## Required work:
The full listing should be duplicated word for word.
*** Listed entries Section Begins ***
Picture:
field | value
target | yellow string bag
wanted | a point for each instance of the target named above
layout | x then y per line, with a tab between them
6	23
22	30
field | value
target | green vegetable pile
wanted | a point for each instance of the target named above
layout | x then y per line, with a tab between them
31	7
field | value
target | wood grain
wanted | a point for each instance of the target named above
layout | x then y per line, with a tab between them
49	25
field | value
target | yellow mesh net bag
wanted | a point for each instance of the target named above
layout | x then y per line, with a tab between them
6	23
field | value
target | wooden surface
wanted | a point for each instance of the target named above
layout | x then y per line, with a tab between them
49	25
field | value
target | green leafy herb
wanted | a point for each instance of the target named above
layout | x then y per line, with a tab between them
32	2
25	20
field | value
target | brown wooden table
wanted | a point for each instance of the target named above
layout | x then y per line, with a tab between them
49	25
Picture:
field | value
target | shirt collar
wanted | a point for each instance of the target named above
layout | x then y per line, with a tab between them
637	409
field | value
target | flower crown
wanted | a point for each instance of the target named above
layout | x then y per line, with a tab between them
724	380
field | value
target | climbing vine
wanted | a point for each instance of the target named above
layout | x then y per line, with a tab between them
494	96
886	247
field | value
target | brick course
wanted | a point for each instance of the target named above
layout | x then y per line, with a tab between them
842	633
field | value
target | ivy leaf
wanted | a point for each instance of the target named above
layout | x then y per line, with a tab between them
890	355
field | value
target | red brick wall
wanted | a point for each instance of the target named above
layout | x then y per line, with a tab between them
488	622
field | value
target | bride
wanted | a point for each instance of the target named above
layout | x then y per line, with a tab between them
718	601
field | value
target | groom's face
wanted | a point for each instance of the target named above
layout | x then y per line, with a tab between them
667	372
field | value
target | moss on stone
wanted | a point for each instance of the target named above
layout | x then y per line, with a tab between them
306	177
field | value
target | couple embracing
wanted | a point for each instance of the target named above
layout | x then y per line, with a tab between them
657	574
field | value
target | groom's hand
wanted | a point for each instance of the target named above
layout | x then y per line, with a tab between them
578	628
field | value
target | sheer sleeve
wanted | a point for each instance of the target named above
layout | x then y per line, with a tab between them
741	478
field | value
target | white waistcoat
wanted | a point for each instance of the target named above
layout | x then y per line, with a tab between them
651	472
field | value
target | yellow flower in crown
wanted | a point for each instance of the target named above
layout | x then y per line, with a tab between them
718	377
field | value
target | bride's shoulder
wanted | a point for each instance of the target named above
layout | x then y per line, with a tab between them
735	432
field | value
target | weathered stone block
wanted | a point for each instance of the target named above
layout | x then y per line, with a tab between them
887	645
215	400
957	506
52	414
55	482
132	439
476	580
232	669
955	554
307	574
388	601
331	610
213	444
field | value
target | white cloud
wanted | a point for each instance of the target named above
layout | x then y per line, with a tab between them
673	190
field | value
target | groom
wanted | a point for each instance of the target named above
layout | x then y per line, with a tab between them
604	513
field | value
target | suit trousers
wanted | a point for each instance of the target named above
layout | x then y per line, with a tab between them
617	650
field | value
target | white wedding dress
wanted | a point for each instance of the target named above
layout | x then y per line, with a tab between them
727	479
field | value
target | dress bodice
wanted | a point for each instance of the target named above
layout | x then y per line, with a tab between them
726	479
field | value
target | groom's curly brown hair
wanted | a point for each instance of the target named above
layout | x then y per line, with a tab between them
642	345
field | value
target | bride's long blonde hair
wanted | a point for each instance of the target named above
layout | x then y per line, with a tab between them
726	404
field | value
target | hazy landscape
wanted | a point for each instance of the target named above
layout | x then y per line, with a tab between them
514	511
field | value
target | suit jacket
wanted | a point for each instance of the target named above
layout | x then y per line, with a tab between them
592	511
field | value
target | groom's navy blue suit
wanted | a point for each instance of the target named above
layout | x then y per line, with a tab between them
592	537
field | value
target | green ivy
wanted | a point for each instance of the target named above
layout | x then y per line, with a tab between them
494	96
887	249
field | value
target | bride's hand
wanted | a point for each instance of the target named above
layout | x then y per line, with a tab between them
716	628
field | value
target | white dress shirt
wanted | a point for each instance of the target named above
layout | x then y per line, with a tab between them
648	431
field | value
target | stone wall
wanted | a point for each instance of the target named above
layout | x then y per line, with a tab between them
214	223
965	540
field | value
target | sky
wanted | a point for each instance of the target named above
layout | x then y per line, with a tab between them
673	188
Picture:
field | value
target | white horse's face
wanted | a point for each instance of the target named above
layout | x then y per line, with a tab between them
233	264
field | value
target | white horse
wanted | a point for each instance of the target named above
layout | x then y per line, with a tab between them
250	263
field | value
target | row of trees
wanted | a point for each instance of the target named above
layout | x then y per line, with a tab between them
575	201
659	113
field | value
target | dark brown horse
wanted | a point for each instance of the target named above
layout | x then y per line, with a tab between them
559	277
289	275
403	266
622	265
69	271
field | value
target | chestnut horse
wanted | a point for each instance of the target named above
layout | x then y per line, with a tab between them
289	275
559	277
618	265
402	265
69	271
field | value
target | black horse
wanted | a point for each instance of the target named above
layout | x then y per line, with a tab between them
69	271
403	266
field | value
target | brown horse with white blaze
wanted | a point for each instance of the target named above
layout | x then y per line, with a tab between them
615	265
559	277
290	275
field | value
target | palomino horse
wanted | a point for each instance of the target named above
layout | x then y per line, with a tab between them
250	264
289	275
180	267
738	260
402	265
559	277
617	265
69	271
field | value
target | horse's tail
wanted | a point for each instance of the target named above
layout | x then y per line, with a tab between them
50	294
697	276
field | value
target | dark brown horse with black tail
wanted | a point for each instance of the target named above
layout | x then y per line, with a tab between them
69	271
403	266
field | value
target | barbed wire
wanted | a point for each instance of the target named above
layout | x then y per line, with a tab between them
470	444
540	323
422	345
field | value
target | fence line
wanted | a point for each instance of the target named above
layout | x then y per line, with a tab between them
*** Listed entries Section Ends ***
## Task output:
Picture:
field | value
target | yellow string bag
wanted | a point for each instance of the target named above
layout | x then y per line, with a tab between them
6	23
22	30
field | value
target | green vegetable pile
wanted | a point for each instance of the target named above
layout | x then y per line, with a tab between them
31	7
field | value
target | wood grain
wanted | a point for each instance of the target named above
layout | x then y per line, with a tab between them
49	25
field | value
target | yellow mesh net bag
wanted | a point for each instance of the target named above
layout | x then y per line, with a tab between them
6	23
field | value
target | wooden surface
wanted | a point for each instance of the target named above
layout | x then y per line, with a tab between them
49	25
field | value
target | green leafy herb
wanted | a point for each instance of the target named above
layout | x then y per line, with a tab between them
32	2
25	20
field | value
target | brown wooden table
wanted | a point for each instance of the target named above
layout | x then y per line, with a tab between them
49	25
Picture:
field | value
target | shirt collar
wanted | a point for each instance of the target named above
layout | x then y per line, with a tab between them
637	409
field | value
target | flower crown
wanted | a point for each instance of the target named above
layout | x then y per line, with a tab between them
724	380
field | value
target | climbing vine
wanted | a point for each instance of the target named above
layout | x then y per line, with a tab between them
494	96
886	247
field | value
target | brick course
wanted | a point for each instance of the target named above
layout | x then y per line, with a tab between them
842	633
field | value
target | ivy leaf
wanted | a point for each instance of the target named above
layout | x then y per line, with a tab between them
890	355
field | value
target | red brick wall
wanted | a point for each instance of the target named above
layout | x then y per line, with a tab between them
488	622
field | value
target | bride
wanted | a point for each instance of the target named above
layout | x then y per line, with a tab between them
718	601
field | value
target | groom's face
wanted | a point for each instance of the target named above
layout | x then y per line, with a tab between them
667	372
field | value
target | moss on stone
wanted | a point for each instance of the target named above
layout | x then y per line, with a tab between them
306	177
field | value
target | couple embracing
wanted | a point for each instance of the target named above
layout | x then y per line, with a tab between them
657	574
field | value
target | groom's hand
wanted | a point for each instance of the target named above
layout | x then y per line, with a tab between them
578	628
field | value
target | sheer sleeve
wanted | a point for each instance of the target named above
layout | x then y per line, with a tab between them
741	478
field | value
target | white waistcoat
wanted | a point for each instance of the target named above
layout | x then y per line, with a tab between them
651	472
field | value
target | yellow flower in crown
wanted | a point for each instance of the target named above
layout | x then y per line, with a tab between them
718	377
field | value
target | bride's shoulder
wanted | a point for each instance of the target named above
layout | x then y per line, with a tab between them
735	432
field | value
target | weathered stone block
wanted | a point for each instance of the target named above
layout | x then y per line, with a tab between them
887	645
215	400
957	506
52	414
55	482
132	439
476	580
232	669
955	554
307	574
388	601
331	610
213	444
field | value
target | white cloud
wanted | a point for each instance of the target named above
layout | x then y per line, with a tab between them
673	190
field | value
target | groom
wanted | a point for each instance of the target named above
layout | x then y per line, with a tab between them
604	513
field | value
target | suit trousers
wanted | a point for each instance of the target named above
layout | x then y per line, with a tab between them
617	650
field | value
target | white wedding dress
wanted | a point for each instance of the target named above
layout | x then y per line, with a tab between them
727	479
field | value
target | dress bodice
wanted | a point for each instance of the target named above
layout | x then y per line, with a tab between them
726	479
field | value
target | groom's curly brown hair
wanted | a point for each instance of the target named above
layout | x then y per line, with a tab between them
642	345
field | value
target | bride's long blonde hair
wanted | a point for each instance of the target named above
layout | x then y per line, with a tab between them
726	404
field | value
target | hazy landscape
wanted | a point for each instance of the target named above
layout | x then y per line, with a tab between them
514	511
field | value
target | suit jacket
wanted | a point for each instance of the target named above
layout | x then y per line, with a tab between them
592	511
field | value
target | groom's navy blue suit
wanted | a point for each instance of the target named above
layout | x then y per line, with a tab between them
592	537
field | value
target | green ivy
wanted | a point for each instance of the target named above
layout | x then y per line, with a tab between them
494	96
887	249
field | value
target | bride's hand
wanted | a point for each instance of the target named above
layout | x then y per line, with a tab between them
716	628
field | value
target | white dress shirt
wanted | a point for each instance of the target named above
layout | x then y per line, with a tab between them
648	431
field | value
target | stone wall
wanted | a point for each instance of the target named above
layout | x then y per line, with a tab between them
214	223
965	540
field | value
target | sky
wanted | a point for each instance of the target named above
layout | x then y per line, with a tab between them
673	188
Picture:
field | value
target | white horse's face
wanted | a point for each instance of the target named above
layout | x then y per line, with a tab between them
233	264
field | value
target | white horse
wanted | a point for each instance of the target named above
layout | x then y per line, with a tab between them
250	263
field | value
target | row of trees
wanted | a point for each instance of the target named above
layout | x then y per line, with a tab between them
575	201
659	113
field | value
target | dark brown horse
wanted | a point for each instance of the target named above
layout | x then y per line, with a tab between them
559	277
289	275
403	266
622	265
69	271
field | value
target | chestnut horse
wanted | a point for each instance of the target named above
layout | x then y per line, with a tab between them
289	275
559	277
618	265
402	265
69	271
field | value
target | black horse
wanted | a point for each instance of the target named above
layout | x then y per line, with a tab between them
69	271
403	266
field | value
target | brown horse with white blaze
wanted | a point for each instance of the target named above
layout | x then y per line, with a tab between them
615	265
559	277
290	275
field | value
target | palomino horse
wanted | a point for each instance of the target named above
layout | x then y per line, with a tab between them
250	264
289	275
180	267
738	260
402	265
559	277
617	265
69	271
field | value
target | horse's tail
wanted | a point for each instance of the target named above
layout | x then y per line, with a tab between them
50	294
697	276
field | value
target | dark brown horse with black tail
wanted | a point for each instance of the target named above
layout | x then y per line, with a tab between them
69	271
403	266
field | value
target | barbed wire
wanted | a point for each instance of the target named above
layout | x then y per line, with a tab between them
470	444
540	323
422	345
field | value
target | fence line
wanted | a point for each instance of the target named above
layout | x then y per line, with a tab between them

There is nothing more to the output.